====== Exercise material ======

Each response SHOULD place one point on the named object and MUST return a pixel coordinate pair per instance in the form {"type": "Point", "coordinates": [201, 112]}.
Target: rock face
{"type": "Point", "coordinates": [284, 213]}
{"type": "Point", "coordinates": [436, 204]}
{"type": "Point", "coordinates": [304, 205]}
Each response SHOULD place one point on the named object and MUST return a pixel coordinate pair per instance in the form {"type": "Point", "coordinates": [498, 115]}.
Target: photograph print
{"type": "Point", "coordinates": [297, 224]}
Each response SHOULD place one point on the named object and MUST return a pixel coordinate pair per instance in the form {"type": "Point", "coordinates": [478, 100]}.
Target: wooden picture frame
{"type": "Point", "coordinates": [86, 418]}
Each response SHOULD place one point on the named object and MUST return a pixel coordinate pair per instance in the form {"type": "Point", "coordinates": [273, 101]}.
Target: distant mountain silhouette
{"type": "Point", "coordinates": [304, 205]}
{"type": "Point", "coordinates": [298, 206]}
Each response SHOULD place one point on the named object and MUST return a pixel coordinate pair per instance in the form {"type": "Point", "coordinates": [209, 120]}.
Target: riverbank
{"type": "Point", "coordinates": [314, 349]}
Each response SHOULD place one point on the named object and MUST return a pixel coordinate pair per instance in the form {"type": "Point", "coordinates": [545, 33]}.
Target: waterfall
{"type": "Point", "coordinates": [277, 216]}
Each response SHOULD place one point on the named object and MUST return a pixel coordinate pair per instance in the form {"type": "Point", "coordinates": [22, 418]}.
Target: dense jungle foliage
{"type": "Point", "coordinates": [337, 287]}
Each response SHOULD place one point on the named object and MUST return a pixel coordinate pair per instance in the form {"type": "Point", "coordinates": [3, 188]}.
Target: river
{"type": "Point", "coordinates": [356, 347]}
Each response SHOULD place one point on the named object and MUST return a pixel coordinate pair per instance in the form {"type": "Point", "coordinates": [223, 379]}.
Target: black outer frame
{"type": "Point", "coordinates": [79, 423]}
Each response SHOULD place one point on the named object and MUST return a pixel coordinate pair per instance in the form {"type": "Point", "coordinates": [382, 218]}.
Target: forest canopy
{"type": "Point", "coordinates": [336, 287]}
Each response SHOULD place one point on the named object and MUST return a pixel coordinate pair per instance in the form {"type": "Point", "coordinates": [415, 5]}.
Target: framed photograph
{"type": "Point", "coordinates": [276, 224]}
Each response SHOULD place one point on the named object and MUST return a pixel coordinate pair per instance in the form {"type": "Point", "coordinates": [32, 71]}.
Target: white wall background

======

* Exercise
Without leaving anything out, quote all the data.

* Task answer
Each response SHOULD place one point on the named object and MUST return a pixel coordinate pair per instance in the form {"type": "Point", "coordinates": [201, 112]}.
Target: rock face
{"type": "Point", "coordinates": [284, 213]}
{"type": "Point", "coordinates": [436, 204]}
{"type": "Point", "coordinates": [304, 205]}
Each response SHOULD place one point on the named object and MUST return a pixel coordinate pair per instance in the form {"type": "Point", "coordinates": [498, 115]}.
Target: photograph print
{"type": "Point", "coordinates": [297, 224]}
Each response SHOULD place one point on the named object and MUST return a pixel coordinate pair per instance in the form {"type": "Point", "coordinates": [478, 100]}.
Target: wooden picture frame
{"type": "Point", "coordinates": [86, 418]}
Each response SHOULD place one point on the named object and MUST return a pixel coordinate pair per instance in the form {"type": "Point", "coordinates": [273, 101]}.
Target: distant mountain silhouette
{"type": "Point", "coordinates": [304, 205]}
{"type": "Point", "coordinates": [298, 206]}
Each response SHOULD place one point on the named object and MUST return a pixel coordinate pair per instance in the form {"type": "Point", "coordinates": [209, 120]}.
Target: riverbank
{"type": "Point", "coordinates": [314, 349]}
Each response SHOULD place one point on the named object and MUST return a pixel coordinate pair per instance in the form {"type": "Point", "coordinates": [545, 33]}.
Target: waterfall
{"type": "Point", "coordinates": [277, 216]}
Each response SHOULD place one point on the named object and MUST return a pixel coordinate pair per instance in the form {"type": "Point", "coordinates": [22, 418]}.
Target: dense jungle foliage
{"type": "Point", "coordinates": [337, 287]}
Each response SHOULD place one point on the named object and MUST return a pixel coordinate pair per instance in the form {"type": "Point", "coordinates": [3, 188]}.
Target: river
{"type": "Point", "coordinates": [356, 347]}
Each response SHOULD place one point on the named object and MUST return a pixel coordinate pair per instance in the form {"type": "Point", "coordinates": [223, 379]}.
Target: black outer frame
{"type": "Point", "coordinates": [79, 423]}
Each response SHOULD place one point on the named object and MUST return a pixel coordinate pair per instance in the form {"type": "Point", "coordinates": [382, 218]}.
Target: forest canopy
{"type": "Point", "coordinates": [336, 287]}
Each response SHOULD place one point on the named object and MUST return a pixel coordinate pair per instance in the form {"type": "Point", "coordinates": [415, 5]}.
Target: framed photograph
{"type": "Point", "coordinates": [276, 224]}
Each response SHOULD place one point on the named object and MUST return a pixel coordinate pair per instance in the form {"type": "Point", "coordinates": [32, 71]}.
Target: white wall background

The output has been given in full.